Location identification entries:
* * * * * * * * *

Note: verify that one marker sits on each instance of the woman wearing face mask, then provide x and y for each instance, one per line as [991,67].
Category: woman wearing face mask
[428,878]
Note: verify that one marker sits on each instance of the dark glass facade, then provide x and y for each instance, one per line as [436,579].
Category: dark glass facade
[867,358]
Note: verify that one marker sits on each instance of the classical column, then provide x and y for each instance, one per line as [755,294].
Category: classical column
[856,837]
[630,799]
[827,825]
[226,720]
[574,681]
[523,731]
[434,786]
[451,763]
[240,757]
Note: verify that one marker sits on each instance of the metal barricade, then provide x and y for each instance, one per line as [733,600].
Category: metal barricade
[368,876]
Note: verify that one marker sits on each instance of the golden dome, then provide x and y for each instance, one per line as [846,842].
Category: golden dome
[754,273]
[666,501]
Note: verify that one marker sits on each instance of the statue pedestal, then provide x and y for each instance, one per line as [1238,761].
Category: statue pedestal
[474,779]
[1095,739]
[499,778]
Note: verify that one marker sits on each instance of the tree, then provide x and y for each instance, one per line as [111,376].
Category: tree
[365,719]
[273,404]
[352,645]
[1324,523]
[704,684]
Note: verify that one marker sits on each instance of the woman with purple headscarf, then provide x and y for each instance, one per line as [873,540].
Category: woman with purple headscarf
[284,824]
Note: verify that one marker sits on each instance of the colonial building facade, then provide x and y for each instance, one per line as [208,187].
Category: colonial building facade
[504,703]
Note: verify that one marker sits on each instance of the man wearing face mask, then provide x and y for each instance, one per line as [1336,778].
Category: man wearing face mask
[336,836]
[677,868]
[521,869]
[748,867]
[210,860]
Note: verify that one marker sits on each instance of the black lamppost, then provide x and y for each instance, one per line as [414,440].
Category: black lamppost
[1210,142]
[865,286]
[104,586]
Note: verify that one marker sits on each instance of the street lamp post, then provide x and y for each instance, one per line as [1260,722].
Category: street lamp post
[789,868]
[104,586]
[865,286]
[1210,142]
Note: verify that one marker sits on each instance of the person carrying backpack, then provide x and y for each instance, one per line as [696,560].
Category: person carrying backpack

* * * * * * * * *

Rewrite the data above, changing each "face mask" to "surgical mask" and leaving everything else unchanged.

Note: verify that one marker sits on each instance of the woman wearing surgical mask, then provide x and y for each instance, one per line as [991,67].
Category: woman wearing surgical mask
[428,878]
Note: verify that one marker sits on each instance of the dark glass facade, then provide x and y for each instance, one per line as [436,579].
Category: dark glass facade
[867,358]
Note: verify that one marker sits on each instance of the classical column, then provide x and y for each instance, one per line as [755,294].
Category: classical column
[856,837]
[630,799]
[827,825]
[226,720]
[574,681]
[523,731]
[434,786]
[451,763]
[240,757]
Note: verify that one marker sits on each instance of the metal barricade, then provide x and y for each instance, one per line as [733,600].
Category: metal barricade
[368,876]
Note: verify that one marker sits on each instance of the golden dome, then provide x and y for each instance, one per line as [846,842].
Category: golden dome
[754,273]
[666,501]
Note: verify that one marker sits on each instance of the statue pedestal, then provide x and y for each instance, one per line as [1238,761].
Category: statue pedestal
[474,779]
[1095,739]
[499,778]
Note: verify that one marker sits on each instance of the tree, then provide x and y for each instance, one per line as [111,376].
Category: tree
[365,719]
[273,404]
[352,645]
[1324,523]
[704,684]
Note: verify that one marker sits on each instance of the woman with purple headscarf, then provide x and y for each instance, one per line as [873,540].
Category: woman with purple headscarf
[284,824]
Note: verify that one marker sits on each instance of the colonial building facade, then provide x and y for each instance, one per line as [208,187].
Category: colonial building facade
[504,703]
Note: verify that one marker sits on each instance of the man wearing surgical mask, then provide x and y for each instance, one per line as [1336,778].
Category: man wearing surgical mask
[336,836]
[677,868]
[521,869]
[748,867]
[210,860]
Note: verify that one marker sits on each instance of the black lamppost, then provide x and y for each instance, one per line as [414,440].
Category: black lamppost
[1210,142]
[865,286]
[104,586]
Note: verify that one marker sits on each instance of the street lamp post, then provide x and y for each instance, one per line as [1260,722].
Category: street lamp post
[789,868]
[104,586]
[865,286]
[1210,142]
Note: verify that one marker sits on each instance of the person carrying backpack, then provide x and y for each instance, one per line as [696,560].
Category: person carrying backpack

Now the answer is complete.